*Reading text*
## begin
# Newspapers shoot down gun classifieds



## Hamilton Reef (Jan 20, 2000)

Newspapers shoot down gun classifieds
Houston Chronicle latest to adjust firearm-ad policy

Thanks to pressure from a group claiming it is concerned about the safety and well-being of citizens, a number of newspapers have opted to stop carrying classified advertising involving guns, much to the dismay of gun-rights advocates. 

http://www.worldnetdaily.com/news/article.asp?ARTICLE_ID=33146


----------



## jk hillsdale (Dec 7, 2002)

I'm curious of what the firearms for sale "policy" is for classified advertising in major Michigan newspapers. I don't recall ever seeing a firearms for sale section in the Detroit News or Free Press but I've also never specifically looked for that section. If I remember correctly, I think that you can post firearms for sale ads in the Lansing State Journal and Jackson Citizen Patriot. Unfamiliar with the other larger papers in the state.
## end
*Listed entries*
## begin
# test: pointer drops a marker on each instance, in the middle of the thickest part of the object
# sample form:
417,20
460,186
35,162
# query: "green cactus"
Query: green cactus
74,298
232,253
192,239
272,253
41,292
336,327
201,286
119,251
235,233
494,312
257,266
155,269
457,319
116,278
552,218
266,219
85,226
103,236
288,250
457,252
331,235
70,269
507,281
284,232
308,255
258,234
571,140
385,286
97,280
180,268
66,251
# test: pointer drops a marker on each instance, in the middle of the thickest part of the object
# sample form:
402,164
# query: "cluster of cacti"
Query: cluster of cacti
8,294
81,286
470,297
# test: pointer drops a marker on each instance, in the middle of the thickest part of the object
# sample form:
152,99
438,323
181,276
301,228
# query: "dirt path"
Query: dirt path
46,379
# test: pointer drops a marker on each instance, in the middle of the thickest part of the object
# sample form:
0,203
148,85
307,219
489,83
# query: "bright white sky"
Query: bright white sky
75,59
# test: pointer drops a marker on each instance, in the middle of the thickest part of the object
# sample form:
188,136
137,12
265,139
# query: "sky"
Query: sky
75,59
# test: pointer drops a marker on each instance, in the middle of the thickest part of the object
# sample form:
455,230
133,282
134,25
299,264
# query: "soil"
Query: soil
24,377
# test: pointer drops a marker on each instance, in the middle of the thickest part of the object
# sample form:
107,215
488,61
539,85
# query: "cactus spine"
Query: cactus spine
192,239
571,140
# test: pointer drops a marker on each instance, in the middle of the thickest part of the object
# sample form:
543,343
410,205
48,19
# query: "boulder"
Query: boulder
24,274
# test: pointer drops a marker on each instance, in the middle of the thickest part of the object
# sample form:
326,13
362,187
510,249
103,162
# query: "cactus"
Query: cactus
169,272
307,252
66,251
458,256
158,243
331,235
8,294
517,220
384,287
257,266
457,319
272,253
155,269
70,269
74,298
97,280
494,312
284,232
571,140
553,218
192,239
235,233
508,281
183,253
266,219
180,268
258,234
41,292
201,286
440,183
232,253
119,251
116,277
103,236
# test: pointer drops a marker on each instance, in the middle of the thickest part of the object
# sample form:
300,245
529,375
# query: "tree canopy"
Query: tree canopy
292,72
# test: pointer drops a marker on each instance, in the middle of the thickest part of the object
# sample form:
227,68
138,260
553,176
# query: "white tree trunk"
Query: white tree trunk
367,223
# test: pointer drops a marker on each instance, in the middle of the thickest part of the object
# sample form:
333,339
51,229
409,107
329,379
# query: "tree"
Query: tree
## end
*Exercise aim*
In the forum thread above about newspapers and gun classifieds, reproduce word for word the passage that begins with "http://www.worldnetdaily.com/news/article.asp?ARTICLE_ID=33146" and ends with "in the state.".

*Complete answer*
http://www.worldnetdaily.com/news/article.asp?ARTICLE_ID=33146


----------



## jk hillsdale (Dec 7, 2002)

I'm curious of what the firearms for sale "policy" is for classified advertising in major Michigan newspapers. I don't recall ever seeing a firearms for sale section in the Detroit News or Free Press but I've also never specifically looked for that section. If I remember correctly, I think that you can post firearms for sale ads in the Lansing State Journal and Jackson Citizen Patriot. Unfamiliar with the other larger papers in the state.